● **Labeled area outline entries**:
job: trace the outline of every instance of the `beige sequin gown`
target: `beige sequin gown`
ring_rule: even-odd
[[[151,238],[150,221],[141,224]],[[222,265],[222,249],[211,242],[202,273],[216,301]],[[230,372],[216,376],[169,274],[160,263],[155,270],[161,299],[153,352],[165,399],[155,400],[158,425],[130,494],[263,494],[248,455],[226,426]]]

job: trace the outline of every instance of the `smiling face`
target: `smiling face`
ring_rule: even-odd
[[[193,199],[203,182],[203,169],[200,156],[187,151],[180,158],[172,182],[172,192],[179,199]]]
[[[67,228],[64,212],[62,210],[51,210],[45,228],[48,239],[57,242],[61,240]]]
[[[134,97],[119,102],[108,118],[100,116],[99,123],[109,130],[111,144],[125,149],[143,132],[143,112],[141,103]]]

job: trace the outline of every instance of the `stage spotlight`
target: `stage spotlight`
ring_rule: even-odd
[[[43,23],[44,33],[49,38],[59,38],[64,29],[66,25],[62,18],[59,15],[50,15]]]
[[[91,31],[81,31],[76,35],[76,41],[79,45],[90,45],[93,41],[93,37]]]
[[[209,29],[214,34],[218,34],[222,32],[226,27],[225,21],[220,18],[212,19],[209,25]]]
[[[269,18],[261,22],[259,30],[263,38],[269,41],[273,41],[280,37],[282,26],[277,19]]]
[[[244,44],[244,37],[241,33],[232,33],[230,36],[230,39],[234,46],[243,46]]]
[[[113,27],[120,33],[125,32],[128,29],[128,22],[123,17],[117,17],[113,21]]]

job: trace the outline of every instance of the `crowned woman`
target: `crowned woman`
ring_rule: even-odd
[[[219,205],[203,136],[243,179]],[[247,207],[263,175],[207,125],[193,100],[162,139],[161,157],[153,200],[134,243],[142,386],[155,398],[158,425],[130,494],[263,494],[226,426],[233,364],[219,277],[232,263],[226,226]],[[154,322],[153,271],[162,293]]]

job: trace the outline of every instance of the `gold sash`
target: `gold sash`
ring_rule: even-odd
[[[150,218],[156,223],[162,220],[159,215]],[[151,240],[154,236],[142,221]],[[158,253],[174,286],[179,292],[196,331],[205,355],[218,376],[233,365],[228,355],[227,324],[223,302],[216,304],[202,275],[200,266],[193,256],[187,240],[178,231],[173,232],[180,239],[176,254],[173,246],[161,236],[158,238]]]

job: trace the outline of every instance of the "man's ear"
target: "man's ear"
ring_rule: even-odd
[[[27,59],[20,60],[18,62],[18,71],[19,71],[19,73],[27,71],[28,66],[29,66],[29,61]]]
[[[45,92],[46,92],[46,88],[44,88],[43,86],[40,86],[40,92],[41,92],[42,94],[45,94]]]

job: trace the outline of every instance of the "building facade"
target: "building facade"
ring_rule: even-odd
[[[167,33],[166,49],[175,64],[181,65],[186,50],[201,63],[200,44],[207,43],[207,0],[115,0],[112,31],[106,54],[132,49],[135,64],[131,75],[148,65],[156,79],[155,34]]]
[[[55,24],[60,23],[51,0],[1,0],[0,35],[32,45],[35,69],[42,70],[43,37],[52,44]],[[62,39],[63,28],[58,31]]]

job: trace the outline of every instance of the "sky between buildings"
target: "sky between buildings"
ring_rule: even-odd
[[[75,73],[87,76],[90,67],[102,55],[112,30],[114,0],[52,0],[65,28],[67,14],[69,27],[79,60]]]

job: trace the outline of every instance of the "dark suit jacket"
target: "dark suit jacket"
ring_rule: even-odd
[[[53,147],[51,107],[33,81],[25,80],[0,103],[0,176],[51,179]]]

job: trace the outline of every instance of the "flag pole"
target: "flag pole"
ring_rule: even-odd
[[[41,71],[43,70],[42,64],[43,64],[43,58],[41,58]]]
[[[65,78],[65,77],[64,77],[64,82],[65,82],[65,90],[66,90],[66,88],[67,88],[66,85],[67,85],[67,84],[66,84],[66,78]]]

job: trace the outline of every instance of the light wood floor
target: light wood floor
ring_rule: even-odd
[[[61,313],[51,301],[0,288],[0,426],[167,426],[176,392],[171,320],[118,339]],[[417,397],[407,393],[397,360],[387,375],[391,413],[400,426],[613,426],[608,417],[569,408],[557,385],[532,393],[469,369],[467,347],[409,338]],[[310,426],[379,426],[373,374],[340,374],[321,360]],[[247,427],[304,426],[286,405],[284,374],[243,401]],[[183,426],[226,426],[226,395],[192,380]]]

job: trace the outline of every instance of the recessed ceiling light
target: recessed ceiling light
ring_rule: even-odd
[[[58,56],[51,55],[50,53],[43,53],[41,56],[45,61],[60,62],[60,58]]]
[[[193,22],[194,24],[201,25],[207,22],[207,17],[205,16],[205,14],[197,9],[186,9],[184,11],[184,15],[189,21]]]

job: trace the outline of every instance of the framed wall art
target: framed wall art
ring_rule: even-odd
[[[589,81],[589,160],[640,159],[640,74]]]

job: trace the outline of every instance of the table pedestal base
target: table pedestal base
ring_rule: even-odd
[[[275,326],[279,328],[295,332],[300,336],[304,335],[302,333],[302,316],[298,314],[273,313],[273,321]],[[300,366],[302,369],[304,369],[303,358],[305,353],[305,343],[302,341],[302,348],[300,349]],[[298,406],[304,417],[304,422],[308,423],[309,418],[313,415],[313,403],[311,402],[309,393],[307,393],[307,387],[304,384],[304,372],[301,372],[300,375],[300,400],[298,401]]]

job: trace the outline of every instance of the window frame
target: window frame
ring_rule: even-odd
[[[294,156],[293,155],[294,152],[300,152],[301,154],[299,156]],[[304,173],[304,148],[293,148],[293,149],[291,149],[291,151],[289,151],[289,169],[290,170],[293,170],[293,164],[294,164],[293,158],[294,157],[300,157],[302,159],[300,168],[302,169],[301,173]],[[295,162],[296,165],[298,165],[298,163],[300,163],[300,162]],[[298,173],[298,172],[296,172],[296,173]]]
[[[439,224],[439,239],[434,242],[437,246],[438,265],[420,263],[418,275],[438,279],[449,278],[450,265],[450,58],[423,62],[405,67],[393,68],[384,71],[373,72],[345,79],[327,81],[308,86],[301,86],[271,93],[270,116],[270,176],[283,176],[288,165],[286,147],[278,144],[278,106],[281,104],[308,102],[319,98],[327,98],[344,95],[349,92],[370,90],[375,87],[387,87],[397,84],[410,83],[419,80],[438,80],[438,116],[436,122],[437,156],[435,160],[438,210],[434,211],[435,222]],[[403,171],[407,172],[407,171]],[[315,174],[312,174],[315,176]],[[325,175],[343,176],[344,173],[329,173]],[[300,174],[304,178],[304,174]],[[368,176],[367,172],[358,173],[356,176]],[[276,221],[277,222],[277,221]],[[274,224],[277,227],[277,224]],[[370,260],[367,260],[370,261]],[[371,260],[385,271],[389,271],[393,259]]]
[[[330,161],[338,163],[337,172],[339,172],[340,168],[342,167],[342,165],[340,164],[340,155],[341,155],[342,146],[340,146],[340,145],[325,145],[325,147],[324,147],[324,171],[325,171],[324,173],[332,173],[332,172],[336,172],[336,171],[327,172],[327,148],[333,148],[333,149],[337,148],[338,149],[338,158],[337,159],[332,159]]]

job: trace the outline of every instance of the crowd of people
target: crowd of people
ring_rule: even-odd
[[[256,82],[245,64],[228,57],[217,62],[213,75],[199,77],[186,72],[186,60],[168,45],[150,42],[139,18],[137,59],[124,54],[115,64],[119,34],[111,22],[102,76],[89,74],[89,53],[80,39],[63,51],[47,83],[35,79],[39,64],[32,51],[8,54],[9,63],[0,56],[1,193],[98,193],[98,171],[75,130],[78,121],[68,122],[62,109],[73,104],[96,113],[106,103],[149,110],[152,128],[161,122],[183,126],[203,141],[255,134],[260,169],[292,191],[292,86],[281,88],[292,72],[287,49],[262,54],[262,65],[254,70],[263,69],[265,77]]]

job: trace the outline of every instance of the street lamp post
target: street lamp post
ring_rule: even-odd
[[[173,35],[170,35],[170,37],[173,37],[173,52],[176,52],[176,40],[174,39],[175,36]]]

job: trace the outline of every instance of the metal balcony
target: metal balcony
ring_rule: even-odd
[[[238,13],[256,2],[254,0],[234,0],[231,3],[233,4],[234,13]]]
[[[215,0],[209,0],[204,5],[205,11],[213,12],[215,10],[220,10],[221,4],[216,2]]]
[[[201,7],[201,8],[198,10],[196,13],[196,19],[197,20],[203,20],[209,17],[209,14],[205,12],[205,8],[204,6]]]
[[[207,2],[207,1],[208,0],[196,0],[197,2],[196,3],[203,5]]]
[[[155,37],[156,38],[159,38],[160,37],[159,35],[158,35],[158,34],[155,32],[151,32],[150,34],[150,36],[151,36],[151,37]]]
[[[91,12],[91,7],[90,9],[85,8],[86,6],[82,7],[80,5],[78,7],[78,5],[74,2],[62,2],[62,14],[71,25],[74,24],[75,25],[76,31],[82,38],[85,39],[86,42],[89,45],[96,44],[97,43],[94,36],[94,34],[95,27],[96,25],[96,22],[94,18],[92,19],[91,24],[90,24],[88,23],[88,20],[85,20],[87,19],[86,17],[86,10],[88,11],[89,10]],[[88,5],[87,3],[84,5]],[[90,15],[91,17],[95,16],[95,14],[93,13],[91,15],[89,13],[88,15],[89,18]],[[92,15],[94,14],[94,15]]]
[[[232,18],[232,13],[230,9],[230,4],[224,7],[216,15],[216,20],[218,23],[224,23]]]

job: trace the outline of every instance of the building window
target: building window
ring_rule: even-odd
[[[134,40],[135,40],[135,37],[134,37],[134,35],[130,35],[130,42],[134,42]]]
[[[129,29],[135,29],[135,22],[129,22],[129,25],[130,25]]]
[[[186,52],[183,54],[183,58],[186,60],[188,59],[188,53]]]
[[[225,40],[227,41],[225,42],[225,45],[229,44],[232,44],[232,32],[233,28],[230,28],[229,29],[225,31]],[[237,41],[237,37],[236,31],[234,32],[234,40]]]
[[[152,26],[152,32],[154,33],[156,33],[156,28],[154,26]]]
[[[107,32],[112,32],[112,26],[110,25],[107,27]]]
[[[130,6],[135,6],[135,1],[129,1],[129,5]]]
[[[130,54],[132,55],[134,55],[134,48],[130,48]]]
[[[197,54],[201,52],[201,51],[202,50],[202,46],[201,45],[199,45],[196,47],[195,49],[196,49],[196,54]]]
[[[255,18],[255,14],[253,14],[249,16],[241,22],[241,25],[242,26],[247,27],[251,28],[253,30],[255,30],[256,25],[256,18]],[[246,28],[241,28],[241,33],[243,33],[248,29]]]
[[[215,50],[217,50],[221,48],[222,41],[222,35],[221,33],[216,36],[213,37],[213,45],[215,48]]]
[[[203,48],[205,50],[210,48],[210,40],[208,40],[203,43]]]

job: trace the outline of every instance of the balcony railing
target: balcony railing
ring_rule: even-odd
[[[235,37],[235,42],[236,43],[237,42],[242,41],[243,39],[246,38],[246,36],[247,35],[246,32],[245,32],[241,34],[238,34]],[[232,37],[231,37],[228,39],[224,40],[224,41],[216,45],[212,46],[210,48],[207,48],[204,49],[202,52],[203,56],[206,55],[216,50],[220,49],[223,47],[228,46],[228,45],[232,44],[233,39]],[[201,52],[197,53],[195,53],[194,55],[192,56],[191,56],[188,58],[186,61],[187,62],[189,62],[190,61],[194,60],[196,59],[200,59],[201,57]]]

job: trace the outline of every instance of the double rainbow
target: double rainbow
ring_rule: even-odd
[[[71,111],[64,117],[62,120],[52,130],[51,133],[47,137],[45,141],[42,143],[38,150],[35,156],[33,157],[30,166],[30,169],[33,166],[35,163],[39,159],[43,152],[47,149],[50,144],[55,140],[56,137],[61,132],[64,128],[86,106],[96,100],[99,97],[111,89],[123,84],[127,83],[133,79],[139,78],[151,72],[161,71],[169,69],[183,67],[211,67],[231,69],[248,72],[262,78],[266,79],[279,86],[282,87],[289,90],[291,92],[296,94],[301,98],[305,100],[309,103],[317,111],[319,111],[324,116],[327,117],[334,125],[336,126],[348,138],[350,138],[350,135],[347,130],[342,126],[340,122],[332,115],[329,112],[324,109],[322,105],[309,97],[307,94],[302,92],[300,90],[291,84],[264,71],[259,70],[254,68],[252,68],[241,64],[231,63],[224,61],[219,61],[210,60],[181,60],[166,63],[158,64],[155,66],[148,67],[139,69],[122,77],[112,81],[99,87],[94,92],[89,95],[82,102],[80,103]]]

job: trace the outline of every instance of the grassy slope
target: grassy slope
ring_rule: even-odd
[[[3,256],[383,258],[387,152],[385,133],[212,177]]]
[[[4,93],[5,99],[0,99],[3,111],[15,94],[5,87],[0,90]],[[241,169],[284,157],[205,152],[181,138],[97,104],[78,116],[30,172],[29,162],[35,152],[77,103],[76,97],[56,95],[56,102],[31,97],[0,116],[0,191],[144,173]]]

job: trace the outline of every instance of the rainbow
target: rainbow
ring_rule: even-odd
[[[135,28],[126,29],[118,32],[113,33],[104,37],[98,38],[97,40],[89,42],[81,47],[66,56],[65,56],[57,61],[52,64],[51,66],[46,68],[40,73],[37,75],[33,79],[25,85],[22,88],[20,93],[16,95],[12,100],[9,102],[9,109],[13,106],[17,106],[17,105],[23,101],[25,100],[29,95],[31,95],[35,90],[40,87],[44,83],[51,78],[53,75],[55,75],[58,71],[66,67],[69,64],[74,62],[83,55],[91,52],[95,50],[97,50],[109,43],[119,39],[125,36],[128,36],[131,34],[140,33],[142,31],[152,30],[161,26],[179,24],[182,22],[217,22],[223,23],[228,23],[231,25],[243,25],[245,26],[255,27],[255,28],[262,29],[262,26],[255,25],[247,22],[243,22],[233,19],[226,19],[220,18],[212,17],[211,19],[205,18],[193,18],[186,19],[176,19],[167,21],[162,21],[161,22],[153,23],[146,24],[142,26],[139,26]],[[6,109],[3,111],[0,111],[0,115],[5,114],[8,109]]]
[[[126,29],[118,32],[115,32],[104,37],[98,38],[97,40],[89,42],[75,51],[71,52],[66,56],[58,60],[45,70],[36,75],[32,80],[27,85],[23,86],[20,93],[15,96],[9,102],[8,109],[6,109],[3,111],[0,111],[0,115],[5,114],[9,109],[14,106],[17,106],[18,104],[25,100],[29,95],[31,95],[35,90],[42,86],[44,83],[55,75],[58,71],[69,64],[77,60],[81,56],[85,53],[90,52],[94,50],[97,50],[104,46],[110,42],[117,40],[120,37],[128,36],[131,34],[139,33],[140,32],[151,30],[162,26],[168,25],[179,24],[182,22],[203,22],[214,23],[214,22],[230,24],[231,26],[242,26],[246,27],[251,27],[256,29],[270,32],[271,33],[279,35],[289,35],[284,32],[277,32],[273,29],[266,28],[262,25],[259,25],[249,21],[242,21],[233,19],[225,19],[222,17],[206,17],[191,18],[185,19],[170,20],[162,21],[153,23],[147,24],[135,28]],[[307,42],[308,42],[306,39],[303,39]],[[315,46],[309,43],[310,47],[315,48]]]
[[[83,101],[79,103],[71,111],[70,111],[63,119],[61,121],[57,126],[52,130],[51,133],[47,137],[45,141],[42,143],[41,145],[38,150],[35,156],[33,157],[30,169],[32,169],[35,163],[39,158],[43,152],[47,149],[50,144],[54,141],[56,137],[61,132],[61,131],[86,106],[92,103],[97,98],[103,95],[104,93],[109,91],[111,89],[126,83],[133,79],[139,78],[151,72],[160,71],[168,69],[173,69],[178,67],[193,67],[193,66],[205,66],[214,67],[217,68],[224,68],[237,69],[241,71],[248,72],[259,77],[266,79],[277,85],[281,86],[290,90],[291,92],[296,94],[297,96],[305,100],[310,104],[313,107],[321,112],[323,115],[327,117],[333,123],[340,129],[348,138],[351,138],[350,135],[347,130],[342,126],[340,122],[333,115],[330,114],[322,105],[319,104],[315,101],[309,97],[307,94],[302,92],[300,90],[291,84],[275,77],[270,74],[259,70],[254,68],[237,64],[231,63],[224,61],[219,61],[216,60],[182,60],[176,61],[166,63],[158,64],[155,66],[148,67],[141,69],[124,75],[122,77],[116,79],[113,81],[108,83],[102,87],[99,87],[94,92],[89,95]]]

● **PROBLEM REQUIREMENTS**: How many lines of the records contain the string "spotlight", with case counting? Give only the number.

● **SOLUTION FOR THIS EXERCISE**: 2